BEGIN

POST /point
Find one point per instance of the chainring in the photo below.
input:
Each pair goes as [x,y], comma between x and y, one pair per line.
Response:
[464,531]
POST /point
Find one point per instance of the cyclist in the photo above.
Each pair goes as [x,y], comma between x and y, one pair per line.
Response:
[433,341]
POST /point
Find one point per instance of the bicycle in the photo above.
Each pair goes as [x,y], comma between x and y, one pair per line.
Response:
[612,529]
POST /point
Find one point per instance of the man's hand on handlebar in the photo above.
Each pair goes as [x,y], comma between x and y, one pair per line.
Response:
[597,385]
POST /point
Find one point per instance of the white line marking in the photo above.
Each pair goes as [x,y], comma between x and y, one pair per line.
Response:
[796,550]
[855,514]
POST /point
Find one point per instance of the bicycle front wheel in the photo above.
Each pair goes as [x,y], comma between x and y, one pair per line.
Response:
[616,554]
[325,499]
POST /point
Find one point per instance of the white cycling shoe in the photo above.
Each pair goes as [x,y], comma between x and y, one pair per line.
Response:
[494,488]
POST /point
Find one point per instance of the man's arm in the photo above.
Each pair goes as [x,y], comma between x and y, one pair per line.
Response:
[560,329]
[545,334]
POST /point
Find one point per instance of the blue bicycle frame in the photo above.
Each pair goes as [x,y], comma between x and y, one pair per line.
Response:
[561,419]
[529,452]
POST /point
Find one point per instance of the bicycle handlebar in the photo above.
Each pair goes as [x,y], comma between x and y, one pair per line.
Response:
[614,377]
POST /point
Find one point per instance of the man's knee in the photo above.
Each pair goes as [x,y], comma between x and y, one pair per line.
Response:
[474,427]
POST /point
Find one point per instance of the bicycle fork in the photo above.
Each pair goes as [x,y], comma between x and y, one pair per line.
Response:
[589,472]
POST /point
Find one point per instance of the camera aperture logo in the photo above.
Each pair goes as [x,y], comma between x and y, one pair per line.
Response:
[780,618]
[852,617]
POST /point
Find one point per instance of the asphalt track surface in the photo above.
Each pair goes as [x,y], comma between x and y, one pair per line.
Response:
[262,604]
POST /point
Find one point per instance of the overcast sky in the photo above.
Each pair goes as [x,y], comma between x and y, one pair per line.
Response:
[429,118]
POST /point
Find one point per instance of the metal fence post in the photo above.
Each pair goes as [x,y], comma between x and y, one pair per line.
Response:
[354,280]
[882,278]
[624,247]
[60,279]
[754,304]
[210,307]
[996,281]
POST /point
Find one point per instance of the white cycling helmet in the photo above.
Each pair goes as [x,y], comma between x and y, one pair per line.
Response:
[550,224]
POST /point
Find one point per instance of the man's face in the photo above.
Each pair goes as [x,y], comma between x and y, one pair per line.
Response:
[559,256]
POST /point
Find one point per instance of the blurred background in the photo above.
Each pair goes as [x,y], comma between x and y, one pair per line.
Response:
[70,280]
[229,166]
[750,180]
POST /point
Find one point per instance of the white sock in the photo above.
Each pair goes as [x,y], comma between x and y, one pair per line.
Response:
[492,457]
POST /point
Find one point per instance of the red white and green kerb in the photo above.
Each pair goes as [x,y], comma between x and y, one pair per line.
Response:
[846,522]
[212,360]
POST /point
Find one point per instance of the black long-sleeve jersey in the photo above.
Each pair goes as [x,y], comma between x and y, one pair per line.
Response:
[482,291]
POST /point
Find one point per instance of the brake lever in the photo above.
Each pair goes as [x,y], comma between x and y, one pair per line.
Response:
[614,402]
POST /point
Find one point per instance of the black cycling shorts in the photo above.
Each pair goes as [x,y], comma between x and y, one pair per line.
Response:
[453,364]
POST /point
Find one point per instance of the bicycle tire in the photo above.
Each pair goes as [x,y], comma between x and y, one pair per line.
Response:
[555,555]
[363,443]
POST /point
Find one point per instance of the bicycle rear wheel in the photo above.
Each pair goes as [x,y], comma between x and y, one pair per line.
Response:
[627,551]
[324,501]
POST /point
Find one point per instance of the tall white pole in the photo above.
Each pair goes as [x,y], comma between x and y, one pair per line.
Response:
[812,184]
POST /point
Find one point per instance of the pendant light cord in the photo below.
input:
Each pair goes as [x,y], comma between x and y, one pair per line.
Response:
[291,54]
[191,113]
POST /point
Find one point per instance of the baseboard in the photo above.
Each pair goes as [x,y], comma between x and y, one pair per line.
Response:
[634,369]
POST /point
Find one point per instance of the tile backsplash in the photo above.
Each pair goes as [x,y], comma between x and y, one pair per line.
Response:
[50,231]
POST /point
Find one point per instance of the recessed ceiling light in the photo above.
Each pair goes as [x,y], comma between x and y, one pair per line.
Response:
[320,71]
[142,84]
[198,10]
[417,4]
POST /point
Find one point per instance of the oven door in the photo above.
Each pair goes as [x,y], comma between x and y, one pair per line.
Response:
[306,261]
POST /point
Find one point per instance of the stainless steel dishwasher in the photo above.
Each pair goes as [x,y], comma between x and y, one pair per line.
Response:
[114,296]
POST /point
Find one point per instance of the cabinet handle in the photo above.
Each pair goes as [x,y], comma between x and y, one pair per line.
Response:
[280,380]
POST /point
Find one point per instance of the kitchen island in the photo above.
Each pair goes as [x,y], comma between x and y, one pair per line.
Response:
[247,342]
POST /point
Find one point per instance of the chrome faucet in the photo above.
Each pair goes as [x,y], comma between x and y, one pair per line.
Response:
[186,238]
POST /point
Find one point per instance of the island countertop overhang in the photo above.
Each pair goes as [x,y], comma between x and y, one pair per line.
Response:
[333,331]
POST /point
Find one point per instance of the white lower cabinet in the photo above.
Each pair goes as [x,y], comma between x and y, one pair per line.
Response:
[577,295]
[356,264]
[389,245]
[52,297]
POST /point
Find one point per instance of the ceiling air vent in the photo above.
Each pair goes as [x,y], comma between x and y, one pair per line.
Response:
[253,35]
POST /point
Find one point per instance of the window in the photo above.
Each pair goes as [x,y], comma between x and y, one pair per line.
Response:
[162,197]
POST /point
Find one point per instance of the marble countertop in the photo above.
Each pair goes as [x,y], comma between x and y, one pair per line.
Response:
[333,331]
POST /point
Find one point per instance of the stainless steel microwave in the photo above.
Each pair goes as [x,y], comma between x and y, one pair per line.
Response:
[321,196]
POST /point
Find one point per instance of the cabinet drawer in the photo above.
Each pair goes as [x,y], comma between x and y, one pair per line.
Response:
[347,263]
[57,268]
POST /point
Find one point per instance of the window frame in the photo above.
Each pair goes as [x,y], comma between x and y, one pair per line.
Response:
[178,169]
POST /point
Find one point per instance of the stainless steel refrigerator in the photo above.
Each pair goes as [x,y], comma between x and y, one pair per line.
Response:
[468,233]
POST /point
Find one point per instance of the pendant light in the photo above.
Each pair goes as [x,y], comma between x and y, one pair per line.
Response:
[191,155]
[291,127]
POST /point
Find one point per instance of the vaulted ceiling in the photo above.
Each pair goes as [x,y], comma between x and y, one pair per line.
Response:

END

Exercise details:
Reproduce all the records shown above, unchanged.

Solved exercise:
POST /point
Find one point per instance of the chainring in the photo below.
input:
Each pair goes as [x,y], comma between x and y, one pair per line.
Response:
[464,531]
POST /point
Find one point per instance of the cyclist in the photo above.
Each pair goes as [x,y], comma between x and y, one pair per line.
Response:
[433,341]
POST /point
Find one point per instance of the bicycle in the photo above.
Each pair goes as [x,y], comma between x and y, one pair per line.
Response:
[612,529]
POST /point
Find one point per instance of the man's hand on handlebar in the photo above.
Each pair goes as [x,y], comma between x and y, one pair per line.
Response:
[597,385]
POST /point
Find one point per instance of the white line marking in the photo above.
Each pair goes as [x,y], comma between x and y, one pair per line.
Response:
[796,550]
[855,514]
POST /point
Find one point per instance of the bicycle front wheel in the photo above.
Each pair goes as [x,y], comma between x and y, one pair per line.
Response:
[616,554]
[325,499]
POST /point
Find one point per instance of the white cycling shoe in the photo above.
Each pair goes as [x,y], comma between x and y, one pair per line.
Response:
[494,488]
POST /point
Find one point per instance of the man's arm in the photo above.
Each pair goes as [x,y], comma between x and y, one pair per line.
Response:
[560,329]
[545,334]
POST /point
Find one point per instance of the blue bicycle frame in the photo above.
Each pair goes as [x,y], comma between x and y, one pair per line.
Response:
[561,419]
[529,452]
POST /point
Find one point per instance of the bicycle handlebar in the photo above.
Each pair goes as [x,y], comma between x and y, one pair per line.
Response:
[614,377]
POST /point
Find one point per instance of the man's knee in the photo above.
Each pair goes as [x,y], comma between x and y, one pair per line.
Response:
[474,427]
POST /point
Find one point per instance of the bicycle fork in the photo above.
Each pair goes as [x,y], comma between x and y, one pair per line.
Response:
[589,472]
POST /point
Find one point per instance of the camera aperture logo in the photo above.
Each pair goes as [x,y], comma between x and y, one pair per line.
Response:
[780,618]
[852,617]
POST /point
Find one point per instance of the asphalt track surface in the photo above.
Each pair goes as [x,y], comma between x and y, one pair per line.
Response:
[262,604]
POST /point
Find one point per instance of the overcast sky in the photo above.
Each pair goes as [x,y], comma between x and y, one pair per line.
Response:
[429,118]
POST /point
Find one point per instance of the metal fence post in the photo above.
Each pair goes as [x,y], comma between x and y, one pair per line.
Response:
[354,280]
[882,278]
[624,247]
[60,279]
[754,304]
[210,307]
[996,281]
POST /point
Find one point per instance of the white cycling helmet in the photo above.
Each pair goes as [x,y], comma between x and y, one pair per line.
Response:
[550,224]
POST /point
Find one point per instance of the man's face in the photo above.
Each pair goes as [x,y], comma between x and y, one pair per line.
Response:
[559,256]
POST /point
Find one point per instance of the blurred background in the photo above.
Each pair goes as [x,y], comma between x and y, one pair per line.
Response:
[70,280]
[229,166]
[750,180]
POST /point
Find one point per instance of the white sock in the photo above.
Each pair goes as [x,y], comma between x and y, one pair per line.
Response:
[492,457]
POST /point
Find one point per instance of the red white and green kerb in the photo above.
Each pair goes as [x,y], comma between x and y, one pair per line.
Response:
[846,522]
[212,360]
POST /point
Find one point per instance of the black long-sleeve jersey in the photo above.
Each pair goes as [x,y], comma between x and y, one pair per line.
Response:
[482,291]
POST /point
Find one point per instance of the brake lever in the photo above.
Each pair goes as [x,y], comma between x and y, one pair per line.
Response:
[614,402]
POST /point
Find one point per instance of the black cycling shorts in the photo above.
Each pair goes as [x,y], comma between x and y, one pair per line.
Response:
[453,364]
POST /point
Find one point per instance of the bicycle tire in the photo above.
Each pair goes as [x,y], comma between x and y, one pair per line.
Response:
[555,555]
[363,443]
POST /point
Find one point per instance of the bicycle rear wheel in the photo above.
Each pair goes as [x,y], comma between x and y, one pair per line.
Response:
[627,551]
[324,501]
POST /point
Find one point per instance of the tall white pole in the photo above.
Each pair goes as [x,y], comma between x and y, one pair per line.
Response:
[812,184]
POST /point
Find one point per instance of the pendant light cord in the photo below.
input:
Each pair goes as [x,y], comma between x and y, one pair per line.
Response:
[291,54]
[191,113]
POST /point
Find one point per instance of the baseboard in the photo above.
Each pair goes as [x,y], comma between x and y, one pair per line.
Response:
[634,369]
POST /point
Find one point per instance of the tile backsplash in the photo above.
Each pair goes as [x,y], comma between x and y, one pair per line.
Response:
[50,231]
POST /point
Find one point per instance of the recessed ceiling light in the photo above.
Each pair goes as [x,y], comma between x and y, one pair per line.
Response:
[320,71]
[142,84]
[198,10]
[417,4]
POST /point
Find one point per instance of the oven door in the photo above.
Each pair goes as [x,y], comma between x and y, one pair per line.
Response:
[306,261]
POST /point
Find one point per instance of the stainless steel dishwasher in the photo above.
Each pair goes as [x,y], comma between x and y, one pair per line.
Response:
[114,296]
POST /point
Find one point per instance of the cabinet handle in the photo above.
Each pair goes as [x,y], comma between x and y, one pair per line.
Response:
[280,380]
POST /point
Find one point per instance of the kitchen island in the photo above.
Each pair goes as [x,y], comma between x and y, one pair per line.
Response:
[247,342]
POST /point
Find one point per instance of the chrome faucet in the photo above.
Each pair goes as [x,y], comma between x and y, one pair per line.
Response:
[186,238]
POST /point
Find one point per instance of the island countertop overhang in the photo above.
Each pair goes as [x,y], comma between x and y, one pair per line.
Response:
[333,331]
POST /point
Find one point per instance of the white lower cabinet in the photo above.
Each pair goes as [x,y], comma between x and y, one pair per line.
Response:
[577,295]
[356,264]
[389,245]
[52,297]
POST /point
Find one point per instance of the ceiling air vent in the photo above.
Each pair goes as [x,y], comma between x and y, one pair per line.
Response:
[253,35]
POST /point
Find one point per instance of the window in the photo above.
Each pair goes as [x,y], comma between x and y, one pair per line.
Response:
[162,197]
POST /point
Find one point per instance of the marble countertop in the photo above.
Each pair goes as [x,y], comma between x and y, one pair per line.
Response:
[333,331]
POST /point
Find one point per instance of the stainless steel microwave in the photo above.
Each pair goes as [x,y], comma between x and y, one pair per line.
Response:
[321,196]
POST /point
Find one point per instance of the cabinet drawer in the photo above.
Each pair goes as [x,y], comma between x and y, one pair per line.
Response:
[347,263]
[57,268]
POST /point
Find one point per instance of the window frame in the photo above.
Each pair goes as [x,y], comma between x and y, one pair per line.
Response:
[178,169]
POST /point
Find one point per instance of the stainless steel refrigerator in the photo above.
Each pair goes as [x,y], comma between x and y, one pair per line.
Response:
[468,233]
POST /point
Find one point per instance of the pendant light in the photo above.
Each pair goes as [x,y], comma between x and y, one pair per line.
Response:
[191,155]
[291,127]
POST /point
Find one point per instance of the vaulted ceiling in the photo above.
Each pair goes as [x,y], comma between x and y, one pair per line.
Response:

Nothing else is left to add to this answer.